Rewrite the items below, replacing every "target" with "object" and leaving everything else unchanged. Leave the pictures out of your answer.

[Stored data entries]
** Start **
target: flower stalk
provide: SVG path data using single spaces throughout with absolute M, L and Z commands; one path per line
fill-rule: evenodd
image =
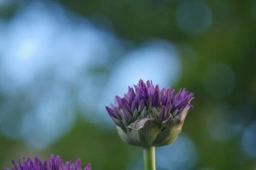
M 153 146 L 143 148 L 145 170 L 156 170 L 155 150 Z

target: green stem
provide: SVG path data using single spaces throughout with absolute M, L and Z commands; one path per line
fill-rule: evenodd
M 149 147 L 143 148 L 145 170 L 156 170 L 155 147 Z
** End **
■ Result for this exercise ■
object: flower stalk
provide: SVG path data using single spaces throughout with absolute M, L and Z commands; one path per line
fill-rule: evenodd
image =
M 153 146 L 143 148 L 145 170 L 156 170 L 155 150 Z

object: green stem
provide: SVG path data using single spaces throughout with absolute M, L and Z commands; one path per line
fill-rule: evenodd
M 149 147 L 143 148 L 145 170 L 156 170 L 155 147 Z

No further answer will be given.